##### EXTRACTED ENTRIES #####
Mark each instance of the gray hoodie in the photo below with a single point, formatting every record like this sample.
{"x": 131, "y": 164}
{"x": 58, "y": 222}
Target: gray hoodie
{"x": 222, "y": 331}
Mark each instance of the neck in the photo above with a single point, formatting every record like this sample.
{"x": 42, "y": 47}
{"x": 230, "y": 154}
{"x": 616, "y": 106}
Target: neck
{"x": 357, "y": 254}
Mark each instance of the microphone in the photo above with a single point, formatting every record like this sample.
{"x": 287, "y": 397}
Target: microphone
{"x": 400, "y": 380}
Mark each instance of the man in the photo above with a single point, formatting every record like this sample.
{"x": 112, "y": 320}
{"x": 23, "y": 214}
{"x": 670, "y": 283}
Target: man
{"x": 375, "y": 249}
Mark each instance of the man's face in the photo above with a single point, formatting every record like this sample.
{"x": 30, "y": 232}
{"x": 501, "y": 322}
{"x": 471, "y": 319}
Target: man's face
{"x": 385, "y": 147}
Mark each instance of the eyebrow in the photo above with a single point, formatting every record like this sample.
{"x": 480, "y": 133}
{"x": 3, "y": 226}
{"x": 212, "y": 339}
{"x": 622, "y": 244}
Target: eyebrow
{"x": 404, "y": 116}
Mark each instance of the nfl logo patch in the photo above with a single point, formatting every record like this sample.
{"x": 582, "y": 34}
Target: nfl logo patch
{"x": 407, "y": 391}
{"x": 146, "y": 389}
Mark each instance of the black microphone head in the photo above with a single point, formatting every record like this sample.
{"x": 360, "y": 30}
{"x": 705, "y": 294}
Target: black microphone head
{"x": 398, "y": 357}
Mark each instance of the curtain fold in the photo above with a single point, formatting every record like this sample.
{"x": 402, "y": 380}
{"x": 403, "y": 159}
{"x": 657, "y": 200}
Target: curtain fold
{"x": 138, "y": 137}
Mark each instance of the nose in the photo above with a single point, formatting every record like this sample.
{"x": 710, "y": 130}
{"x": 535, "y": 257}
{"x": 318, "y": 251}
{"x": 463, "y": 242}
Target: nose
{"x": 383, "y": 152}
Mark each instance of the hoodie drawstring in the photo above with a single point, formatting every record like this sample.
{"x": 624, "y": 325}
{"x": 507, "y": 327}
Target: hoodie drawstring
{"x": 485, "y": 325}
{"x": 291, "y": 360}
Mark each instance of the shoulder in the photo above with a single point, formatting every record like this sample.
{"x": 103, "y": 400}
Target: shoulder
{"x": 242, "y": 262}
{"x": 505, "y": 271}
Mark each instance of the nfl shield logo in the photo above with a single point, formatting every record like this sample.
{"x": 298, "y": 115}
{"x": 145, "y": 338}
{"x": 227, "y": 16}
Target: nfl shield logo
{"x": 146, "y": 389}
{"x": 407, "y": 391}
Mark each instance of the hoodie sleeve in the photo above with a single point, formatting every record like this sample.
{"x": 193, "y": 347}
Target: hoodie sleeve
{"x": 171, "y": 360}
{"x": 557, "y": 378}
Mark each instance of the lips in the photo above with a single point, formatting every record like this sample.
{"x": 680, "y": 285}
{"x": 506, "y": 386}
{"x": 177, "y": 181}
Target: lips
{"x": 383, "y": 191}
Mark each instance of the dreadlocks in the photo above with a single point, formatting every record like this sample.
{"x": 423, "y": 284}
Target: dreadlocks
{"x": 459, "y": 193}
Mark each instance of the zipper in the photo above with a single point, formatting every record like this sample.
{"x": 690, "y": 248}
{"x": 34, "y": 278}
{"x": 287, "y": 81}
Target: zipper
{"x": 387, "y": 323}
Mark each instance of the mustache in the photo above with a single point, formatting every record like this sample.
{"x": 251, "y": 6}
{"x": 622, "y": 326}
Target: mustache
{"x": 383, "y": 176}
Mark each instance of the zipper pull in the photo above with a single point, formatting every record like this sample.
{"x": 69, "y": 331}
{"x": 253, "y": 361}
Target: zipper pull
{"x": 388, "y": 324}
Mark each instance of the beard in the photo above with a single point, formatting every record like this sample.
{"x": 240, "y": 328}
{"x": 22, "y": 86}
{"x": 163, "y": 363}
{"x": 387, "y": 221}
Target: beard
#####
Return each line of the data where the word "beard" appears.

• **TASK RESPONSE**
Mark each instance of the beard in the photo above with a single point, formatting every record like this sample.
Target: beard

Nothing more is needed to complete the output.